Given passage →
Hoping and Coping: How My Darling Little Son and I Broke Free of Cancer.

Hello Sweetheart,


I am so pleased to tell you my book Hoping and Coping: How my darling little son and I broke free of cancer is now available on Amazon.

You can click here to buy it. https://www.amazon.com/dp/B07B6BQ3YD/

The book is about my son Yousef’s and my journey from cancer diagnosis to treatment for his osteosarcoma, to living with all the changes that childhood cancer brings.

Hoping and Coping is also about hope and the power of choosing our thoughts.

Most of all, it’s about the most powerful tool we have at our disposal: our questions.


Questions open our minds.


Most of us look for definitive answers, especially when we are in crisis. We cling to answers from friends, the internet, doctors, and others because we are so afraid.

“But you said!” we cry when the answers are wrong.

“You promised me!” we say when someone’s assurances don’t come true.

We might be thinking, “It isn’t supposed to be this way!” We feel wronged and outraged and we want to blame someone or something.


But, when we decide what is “supposed” to be…or we think we “know for sure,” we have shut the door on the flow of the Universe, the Source of change and grace.


We’ve shut ourselves off from what is possible.


Answers do that. Unbending mind does that. Open mind does the opposite: it allows room for something different, something more.


Questions open the door to possibilities.


In the book I write,


When you start to pay attention, you will see your feelings come up and fade away like waves on the beach. Up they come and almost swamp you. Then, they recede around your feet. How might you let them rise and fall away without taking you out to sea?

Provided data →
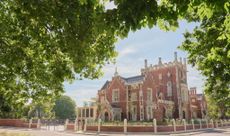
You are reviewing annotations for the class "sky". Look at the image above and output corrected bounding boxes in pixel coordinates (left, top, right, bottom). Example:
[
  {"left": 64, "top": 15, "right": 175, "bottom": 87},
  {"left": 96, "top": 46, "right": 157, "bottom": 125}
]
[{"left": 64, "top": 21, "right": 204, "bottom": 106}]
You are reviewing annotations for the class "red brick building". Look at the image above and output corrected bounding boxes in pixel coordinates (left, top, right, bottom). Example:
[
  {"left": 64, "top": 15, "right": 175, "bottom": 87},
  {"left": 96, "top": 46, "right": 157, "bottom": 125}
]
[{"left": 98, "top": 52, "right": 207, "bottom": 121}]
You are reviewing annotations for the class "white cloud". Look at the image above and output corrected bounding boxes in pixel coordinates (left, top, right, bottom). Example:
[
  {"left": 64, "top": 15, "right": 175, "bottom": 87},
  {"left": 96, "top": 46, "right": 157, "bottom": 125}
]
[{"left": 118, "top": 46, "right": 137, "bottom": 59}]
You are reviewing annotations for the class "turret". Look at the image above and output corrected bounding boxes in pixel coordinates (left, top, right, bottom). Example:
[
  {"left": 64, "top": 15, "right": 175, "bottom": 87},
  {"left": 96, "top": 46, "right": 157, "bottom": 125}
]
[
  {"left": 114, "top": 67, "right": 118, "bottom": 77},
  {"left": 145, "top": 59, "right": 148, "bottom": 68},
  {"left": 158, "top": 57, "right": 162, "bottom": 65}
]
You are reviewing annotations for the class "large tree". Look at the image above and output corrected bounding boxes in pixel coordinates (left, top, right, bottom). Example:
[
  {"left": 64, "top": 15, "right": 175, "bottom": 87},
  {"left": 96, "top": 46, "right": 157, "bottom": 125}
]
[
  {"left": 0, "top": 0, "right": 116, "bottom": 110},
  {"left": 53, "top": 96, "right": 76, "bottom": 119},
  {"left": 0, "top": 0, "right": 230, "bottom": 115}
]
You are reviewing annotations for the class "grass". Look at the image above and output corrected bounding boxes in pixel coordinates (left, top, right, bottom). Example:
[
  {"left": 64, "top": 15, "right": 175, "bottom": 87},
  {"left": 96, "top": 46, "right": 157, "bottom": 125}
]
[{"left": 0, "top": 132, "right": 31, "bottom": 136}]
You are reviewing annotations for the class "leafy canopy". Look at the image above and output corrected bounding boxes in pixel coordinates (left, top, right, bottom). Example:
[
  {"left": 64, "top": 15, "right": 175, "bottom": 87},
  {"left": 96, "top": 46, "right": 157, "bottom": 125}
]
[
  {"left": 0, "top": 0, "right": 116, "bottom": 108},
  {"left": 53, "top": 96, "right": 76, "bottom": 119},
  {"left": 0, "top": 0, "right": 230, "bottom": 115}
]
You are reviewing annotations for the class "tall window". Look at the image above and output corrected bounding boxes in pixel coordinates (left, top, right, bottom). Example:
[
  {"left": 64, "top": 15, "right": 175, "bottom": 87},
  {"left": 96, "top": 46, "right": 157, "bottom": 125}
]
[
  {"left": 112, "top": 89, "right": 119, "bottom": 102},
  {"left": 147, "top": 88, "right": 152, "bottom": 101},
  {"left": 167, "top": 81, "right": 172, "bottom": 96}
]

List of tasks →
[a] In the Hoping and Coping announcement, what type of cancer was Yousef treated for?
[b] Please carry on the Hoping and Coping announcement from its final sentence, keeping its voice.

Answer list →
[a] Osteosarcoma.

[b]
Before you say, “I can’t do that!” consider this: it’s just your mind telling you a story. It can easily change from “this is terrible” to “OK, this will be a challenge that we can get through and be better for at the end.”


What are you telling yourself right now?


How might something better be true? What might be some alternative thought, one that will give you hope?


Even if it is outrageous, ask, “what if…?”


  • What if this disease is resolved right away?
  • What if all my fear is unfounded?
  • What if we sail through this experience with ease?
  • Why not?

If you answer that “why not?” question with any sort of certainty based on what you have heard or think you know, that’s your signal, your opportunity.


“What is possible now that would be much better?”

“What wonders are possible now?”

“How might I choose a different, less fearful thought?”


I know, it’ll take practice. Maybe you’ll let me be your “question coach?”


I really pray your new year didn’t begin with terrible news. But if it did, maybe together we can find some different questions to ask and an outcome that ignores all that we think we know now.

What else is possible? I don’t know. Let’s see.